YEAH, BUT WE HAVE A NEW WIZZYWIG!!
Ok, how long till the other guy comes up with a Fizzybig?
By Robert Wheatley
It is an essentially American thing to be pre-occupied with improvement. It is culturally systemic with us to make things better, to constantly upgrade our technologies and processes. This is good. And fundamentally it is the driver that drives business growth, no matter the category or brand.
But better today is harder to achieve in material leaps. So for many businesses the battle is more about incremental-ism than leaping tall buildings at a single bound. Why? Because technology has so sufficiently improved in so many categories that products at the nuts and bolts level are quite similar. The points of difference become thinner when looked at from the engineering or formula vantage point.
So we make great hay in a shorter period of sunshine when we launch our Wizzywig, because of course our arch competitor will be fast at work to one-up the achievement with their Fizzybig. And so the cycle of marketing life continues.
Are we having the right conversation about business growth?
Isn’t design and engineering excellence table stakes now?
There are more products in more categories competing for consumer attention than at any other time in history. That’s a lot of sku’s my friends. And guess what? Much of what we see pound for pound is about the same.
The human response to over-choice and sameness is almost as predictable as the next new line extension of your most popular brand of _________________. The buying decision process has become more of an emotional calculation than it is a rational one.
- Our internal editing system winnows out the noise of specsmanship and settles on what we perceive to be relevant, useful and rewarding to our lifestyles.
Brands are now all about relationships and personal value
So what does your brand stand for that is relevant and distinctive? How do your best customers feel when they are in the presence of your brand? What meaning does your brand evoke?
- If Sharpie pens can identify a way to tap into the inner creative soul and bring to life the spiritual side of what we do personally to express ourselves, then there’s hope for everyone who is reading this right now and thinking bad thoughts, like “hey, I’m in a commodity business so who will care.” Pen is a pen is a pen, right? Wrong.
If in fact you buy the idea that relationships matter to brand growth, then how about working overtime to imbue your brand with greater meaning?
◆ ◆ ◆
### What to work on
1 – According to the Wizzywig article, what has the buying decision process become?
2 – List the three questions about a reader's brand in the Wizzywig article's paragraph starting "So what does your brand stand for".
3 – Write the next paragraph of the Wizzywig article, picking up after its final sentence.
The entries after this point come from a different source than the article.
◆ ◆ ◆
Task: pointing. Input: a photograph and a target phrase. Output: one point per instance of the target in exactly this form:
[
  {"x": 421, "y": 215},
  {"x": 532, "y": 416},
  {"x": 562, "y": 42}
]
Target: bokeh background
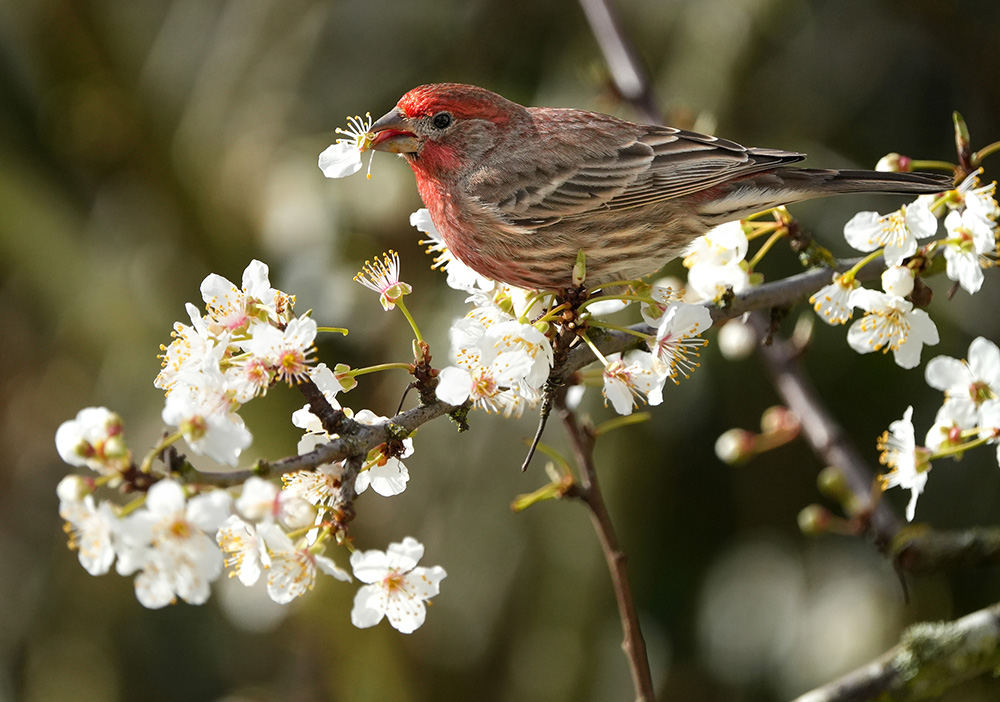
[{"x": 146, "y": 144}]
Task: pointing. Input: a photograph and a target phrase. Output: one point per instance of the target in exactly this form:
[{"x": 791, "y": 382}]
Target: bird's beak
[{"x": 392, "y": 135}]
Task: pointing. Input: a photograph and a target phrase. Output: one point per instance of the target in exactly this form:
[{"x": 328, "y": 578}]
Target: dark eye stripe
[{"x": 442, "y": 120}]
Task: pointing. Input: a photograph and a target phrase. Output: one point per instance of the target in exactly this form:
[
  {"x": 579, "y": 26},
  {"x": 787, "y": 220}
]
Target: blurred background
[{"x": 146, "y": 144}]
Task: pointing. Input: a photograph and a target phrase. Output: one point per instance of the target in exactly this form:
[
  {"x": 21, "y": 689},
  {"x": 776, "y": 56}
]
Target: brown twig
[
  {"x": 589, "y": 492},
  {"x": 627, "y": 72}
]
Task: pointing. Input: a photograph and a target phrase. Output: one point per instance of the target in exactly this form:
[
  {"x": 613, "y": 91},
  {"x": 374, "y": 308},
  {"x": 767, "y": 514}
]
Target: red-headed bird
[{"x": 516, "y": 192}]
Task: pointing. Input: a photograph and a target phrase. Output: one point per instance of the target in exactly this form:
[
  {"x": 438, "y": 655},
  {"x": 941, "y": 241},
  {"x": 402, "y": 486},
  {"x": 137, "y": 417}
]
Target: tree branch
[{"x": 930, "y": 658}]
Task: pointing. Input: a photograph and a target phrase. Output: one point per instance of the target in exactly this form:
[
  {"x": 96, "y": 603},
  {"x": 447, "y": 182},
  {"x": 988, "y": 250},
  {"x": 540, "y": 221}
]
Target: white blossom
[{"x": 396, "y": 587}]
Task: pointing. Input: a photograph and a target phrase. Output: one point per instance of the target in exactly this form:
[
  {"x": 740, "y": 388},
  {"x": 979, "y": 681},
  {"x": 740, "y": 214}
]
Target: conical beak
[{"x": 392, "y": 134}]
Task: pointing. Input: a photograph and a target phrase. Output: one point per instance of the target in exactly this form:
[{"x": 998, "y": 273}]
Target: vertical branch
[
  {"x": 824, "y": 434},
  {"x": 590, "y": 493}
]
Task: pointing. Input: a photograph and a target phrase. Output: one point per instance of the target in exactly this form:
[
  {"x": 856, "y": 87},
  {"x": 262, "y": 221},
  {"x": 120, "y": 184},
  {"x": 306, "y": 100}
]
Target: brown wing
[{"x": 585, "y": 170}]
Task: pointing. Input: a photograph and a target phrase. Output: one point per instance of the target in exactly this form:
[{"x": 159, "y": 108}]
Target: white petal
[{"x": 340, "y": 160}]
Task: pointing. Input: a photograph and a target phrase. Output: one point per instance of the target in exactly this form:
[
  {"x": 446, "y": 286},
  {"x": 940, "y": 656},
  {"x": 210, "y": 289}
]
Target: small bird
[{"x": 516, "y": 192}]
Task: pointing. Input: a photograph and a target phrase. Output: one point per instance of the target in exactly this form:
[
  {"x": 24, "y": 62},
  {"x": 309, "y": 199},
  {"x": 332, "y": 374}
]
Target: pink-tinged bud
[
  {"x": 781, "y": 421},
  {"x": 815, "y": 520},
  {"x": 896, "y": 163},
  {"x": 736, "y": 446}
]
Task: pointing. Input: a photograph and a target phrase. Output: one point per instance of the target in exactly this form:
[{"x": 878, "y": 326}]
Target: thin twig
[
  {"x": 627, "y": 71},
  {"x": 825, "y": 435},
  {"x": 589, "y": 491}
]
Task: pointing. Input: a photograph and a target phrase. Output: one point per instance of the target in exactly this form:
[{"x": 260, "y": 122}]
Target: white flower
◆ ◆ ◆
### Expected answers
1 – More of an emotional calculation than a rational one.

2 –
- What does your brand stand for that is relevant and distinctive?
- How do your best customers feel when they are in the presence of your brand?
- What meaning does your brand evoke?

3 –
This may feel uncomfortable to those who are inspired by the latest ingredient from R&D that makes their product 15% more effective than brand X. This is still and forever will be a necessary and important and good thing.
- But the battle for preference and sales resides entirely, yes entirely in the six inches of grey matter between the two ears of those we wish to sell to. And their decision tree has now evolved.
Trust, peer-to-peer communication and the social era
Just as consumers turn the corner to react more emotionally and to separate brands that matter from those they only want to pay less for, the media world somehow works in its mysterious way to offer the most relationship-forward of media platforms ever devised.
- Social media is at once a conversational, relationship-building environment that provides brands with a path to forging connections that come across as more friendship focused than transactional.
From an article in today’s MarketingDaily on Ford Motor Company’s digital media guru, Scott Monty, we hear that 77% of Americans trust corporations less this year than last. Wow. Trust cannot be over-stated as fundamental to any successful brand relationship. Trust feels like a very human thing. And it is.
According to Monty, Ford’s social media strategy is to humanize the brand, to connect people with Ford. Awesome. If Ford can find a way to create greater distinctions for its brand so it owns an idea in the consumer’s head apart from being a dependable, well-built American car, then they have the best of both worlds: value and emotional fabric built on a foundation of human interaction and conversation thus the behemoth corporation becomes approachable, maybe like-able. Trustworthy even?
Now that’s a defensible, own-able brand proposition in a sea of technical sameness and periodic one-upmanship.
What do you think?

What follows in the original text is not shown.